** begin **
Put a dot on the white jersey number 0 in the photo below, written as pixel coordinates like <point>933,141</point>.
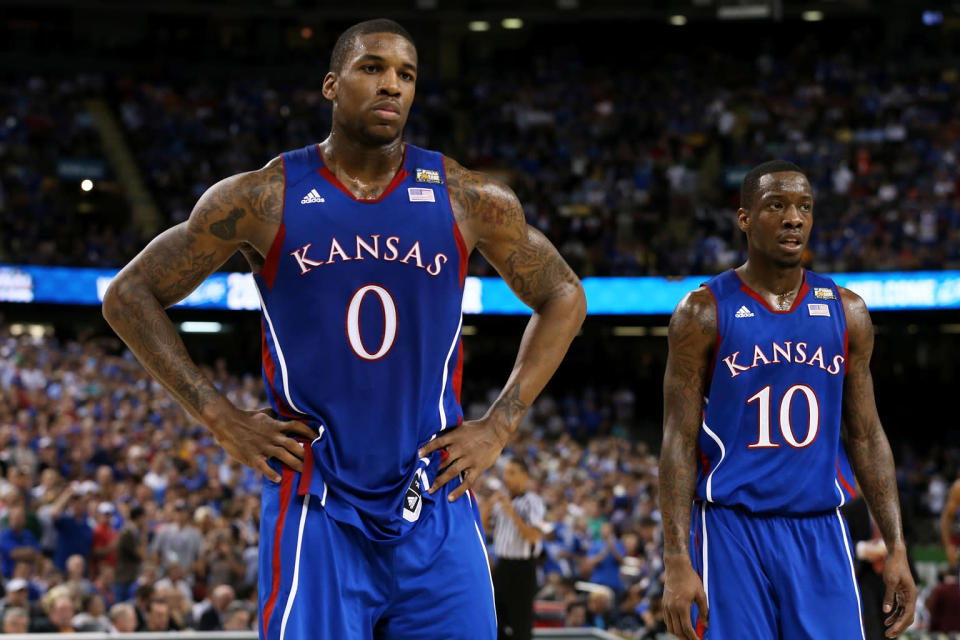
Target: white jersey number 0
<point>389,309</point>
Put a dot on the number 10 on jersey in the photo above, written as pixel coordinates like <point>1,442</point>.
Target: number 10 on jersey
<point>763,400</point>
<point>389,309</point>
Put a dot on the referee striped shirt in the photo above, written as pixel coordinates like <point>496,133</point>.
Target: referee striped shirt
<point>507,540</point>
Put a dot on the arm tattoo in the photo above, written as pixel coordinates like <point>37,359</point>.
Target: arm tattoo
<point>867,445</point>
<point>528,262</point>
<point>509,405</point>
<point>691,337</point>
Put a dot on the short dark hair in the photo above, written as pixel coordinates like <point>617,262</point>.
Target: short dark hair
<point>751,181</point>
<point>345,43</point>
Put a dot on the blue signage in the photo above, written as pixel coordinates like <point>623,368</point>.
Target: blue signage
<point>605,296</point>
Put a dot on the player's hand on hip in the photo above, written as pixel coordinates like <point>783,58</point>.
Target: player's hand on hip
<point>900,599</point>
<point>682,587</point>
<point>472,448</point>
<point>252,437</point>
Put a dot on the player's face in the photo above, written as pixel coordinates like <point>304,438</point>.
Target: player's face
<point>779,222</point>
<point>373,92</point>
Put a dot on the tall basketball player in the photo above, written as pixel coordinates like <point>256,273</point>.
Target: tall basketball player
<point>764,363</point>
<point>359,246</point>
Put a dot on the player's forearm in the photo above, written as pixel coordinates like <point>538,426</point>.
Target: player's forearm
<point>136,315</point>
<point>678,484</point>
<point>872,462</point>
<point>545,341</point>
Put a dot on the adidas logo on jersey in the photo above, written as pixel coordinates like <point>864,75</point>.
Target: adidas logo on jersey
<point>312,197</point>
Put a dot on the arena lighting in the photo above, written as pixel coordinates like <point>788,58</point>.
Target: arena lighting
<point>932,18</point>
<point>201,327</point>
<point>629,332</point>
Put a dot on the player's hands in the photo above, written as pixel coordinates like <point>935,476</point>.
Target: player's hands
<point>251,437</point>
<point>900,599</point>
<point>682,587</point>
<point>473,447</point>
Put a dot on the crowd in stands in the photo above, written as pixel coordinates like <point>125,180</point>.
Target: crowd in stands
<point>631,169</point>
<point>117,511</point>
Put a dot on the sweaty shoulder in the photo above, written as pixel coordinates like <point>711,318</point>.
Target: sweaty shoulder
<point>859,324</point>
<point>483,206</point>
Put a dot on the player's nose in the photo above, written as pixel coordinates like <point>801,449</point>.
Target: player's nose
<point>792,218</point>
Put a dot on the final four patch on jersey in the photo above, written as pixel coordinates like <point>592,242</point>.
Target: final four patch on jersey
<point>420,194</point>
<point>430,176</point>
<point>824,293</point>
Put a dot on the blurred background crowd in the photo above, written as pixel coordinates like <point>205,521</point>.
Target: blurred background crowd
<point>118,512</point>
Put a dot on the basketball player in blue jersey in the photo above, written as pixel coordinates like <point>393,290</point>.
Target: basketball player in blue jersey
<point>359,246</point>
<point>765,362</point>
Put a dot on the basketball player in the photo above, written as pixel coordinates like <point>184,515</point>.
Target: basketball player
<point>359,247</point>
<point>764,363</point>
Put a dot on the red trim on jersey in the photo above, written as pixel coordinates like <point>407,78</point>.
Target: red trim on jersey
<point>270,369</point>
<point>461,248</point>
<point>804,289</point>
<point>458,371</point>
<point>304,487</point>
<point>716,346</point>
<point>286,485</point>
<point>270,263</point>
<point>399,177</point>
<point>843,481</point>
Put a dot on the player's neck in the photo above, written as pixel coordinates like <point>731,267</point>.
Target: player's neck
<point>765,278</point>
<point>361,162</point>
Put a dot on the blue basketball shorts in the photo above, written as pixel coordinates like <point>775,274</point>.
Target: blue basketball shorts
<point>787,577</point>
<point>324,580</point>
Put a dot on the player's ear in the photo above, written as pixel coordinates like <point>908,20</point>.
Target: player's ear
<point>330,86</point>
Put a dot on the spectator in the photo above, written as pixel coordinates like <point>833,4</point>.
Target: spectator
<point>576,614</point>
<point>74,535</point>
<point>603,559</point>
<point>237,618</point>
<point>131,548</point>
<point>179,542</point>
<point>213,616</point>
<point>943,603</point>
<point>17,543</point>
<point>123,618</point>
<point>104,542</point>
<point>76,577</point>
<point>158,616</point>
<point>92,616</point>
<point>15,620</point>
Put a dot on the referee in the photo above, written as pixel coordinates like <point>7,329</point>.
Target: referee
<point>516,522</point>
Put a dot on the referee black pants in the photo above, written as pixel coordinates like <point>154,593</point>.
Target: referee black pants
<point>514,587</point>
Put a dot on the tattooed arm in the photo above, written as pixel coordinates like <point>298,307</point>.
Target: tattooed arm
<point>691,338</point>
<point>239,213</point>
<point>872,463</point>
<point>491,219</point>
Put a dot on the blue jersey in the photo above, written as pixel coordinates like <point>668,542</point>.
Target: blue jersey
** end **
** begin **
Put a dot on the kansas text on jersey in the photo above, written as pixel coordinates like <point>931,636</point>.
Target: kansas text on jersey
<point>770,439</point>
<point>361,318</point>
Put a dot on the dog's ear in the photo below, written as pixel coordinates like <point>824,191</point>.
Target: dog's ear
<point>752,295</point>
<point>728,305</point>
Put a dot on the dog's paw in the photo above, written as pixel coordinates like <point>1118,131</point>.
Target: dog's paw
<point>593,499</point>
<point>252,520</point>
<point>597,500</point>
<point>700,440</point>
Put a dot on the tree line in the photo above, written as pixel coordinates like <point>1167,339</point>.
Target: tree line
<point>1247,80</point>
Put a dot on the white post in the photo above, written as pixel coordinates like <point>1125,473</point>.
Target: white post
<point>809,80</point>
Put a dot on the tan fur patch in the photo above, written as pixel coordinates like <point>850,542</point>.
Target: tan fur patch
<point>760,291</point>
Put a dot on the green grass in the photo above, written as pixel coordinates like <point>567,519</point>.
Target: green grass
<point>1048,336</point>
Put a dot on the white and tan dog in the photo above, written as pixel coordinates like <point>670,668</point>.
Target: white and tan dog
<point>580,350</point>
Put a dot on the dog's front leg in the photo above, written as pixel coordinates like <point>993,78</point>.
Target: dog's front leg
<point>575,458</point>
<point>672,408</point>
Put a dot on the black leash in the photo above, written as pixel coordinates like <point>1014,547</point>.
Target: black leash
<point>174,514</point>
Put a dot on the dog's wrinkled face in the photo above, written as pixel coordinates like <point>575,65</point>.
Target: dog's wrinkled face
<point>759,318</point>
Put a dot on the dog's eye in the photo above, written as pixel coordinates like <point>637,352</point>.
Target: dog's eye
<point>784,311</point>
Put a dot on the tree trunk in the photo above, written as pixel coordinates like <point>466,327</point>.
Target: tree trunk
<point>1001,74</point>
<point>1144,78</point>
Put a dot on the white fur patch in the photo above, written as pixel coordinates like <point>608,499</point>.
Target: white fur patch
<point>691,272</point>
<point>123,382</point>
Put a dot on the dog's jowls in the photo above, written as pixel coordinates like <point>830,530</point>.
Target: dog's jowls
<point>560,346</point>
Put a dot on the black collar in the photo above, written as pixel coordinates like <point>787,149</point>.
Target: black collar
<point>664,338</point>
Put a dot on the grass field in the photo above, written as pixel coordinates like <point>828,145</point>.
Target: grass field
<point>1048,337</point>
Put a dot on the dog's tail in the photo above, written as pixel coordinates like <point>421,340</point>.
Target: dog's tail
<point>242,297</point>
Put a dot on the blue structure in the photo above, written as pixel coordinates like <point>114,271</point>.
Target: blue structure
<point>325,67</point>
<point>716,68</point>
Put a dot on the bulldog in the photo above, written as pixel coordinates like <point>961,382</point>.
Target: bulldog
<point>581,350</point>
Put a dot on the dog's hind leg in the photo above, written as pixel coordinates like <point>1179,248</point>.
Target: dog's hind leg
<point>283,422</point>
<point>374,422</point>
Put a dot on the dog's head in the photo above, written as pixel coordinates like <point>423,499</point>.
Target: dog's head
** end **
Recast everything in the records above from the line containing "Put a dot on the player's face" down to the line containing "<point>473,447</point>" as a Markdown table with the columns Entry and Text. Number each line in Entry, and leave out blank lines.

*THE ANSWER*:
| Entry | Text |
|---|---|
| 1 | Put a dot on the player's face in the photo above, written as pixel coordinates like <point>304,438</point>. |
| 2 | Target: player's face |
| 3 | <point>779,222</point> |
| 4 | <point>373,92</point> |
| 5 | Put a dot on the tall basketball player in the photo above, written as pixel coordinates like <point>256,273</point>. |
| 6 | Target: tall basketball player |
| 7 | <point>764,363</point> |
| 8 | <point>359,246</point> |
| 9 | Put a dot on the player's forearm in the photo above, written as pixel coordinates like <point>538,426</point>. |
| 10 | Target: player's forearm |
| 11 | <point>136,315</point> |
| 12 | <point>678,484</point> |
| 13 | <point>872,462</point> |
| 14 | <point>545,341</point> |
| 15 | Put a dot on the adidas logo on jersey in the photo above, written as pixel coordinates like <point>864,75</point>. |
| 16 | Target: adidas logo on jersey |
| 17 | <point>312,197</point> |
| 18 | Put a dot on the arena lighting in the photo above, written as pixel coordinates like <point>788,58</point>. |
| 19 | Target: arena lighting |
| 20 | <point>932,18</point> |
| 21 | <point>201,327</point> |
| 22 | <point>629,332</point> |
| 23 | Put a dot on the player's hands in the photo above, written as pixel coordinates like <point>935,476</point>. |
| 24 | Target: player's hands |
| 25 | <point>251,437</point> |
| 26 | <point>900,599</point> |
| 27 | <point>682,587</point> |
| 28 | <point>473,447</point> |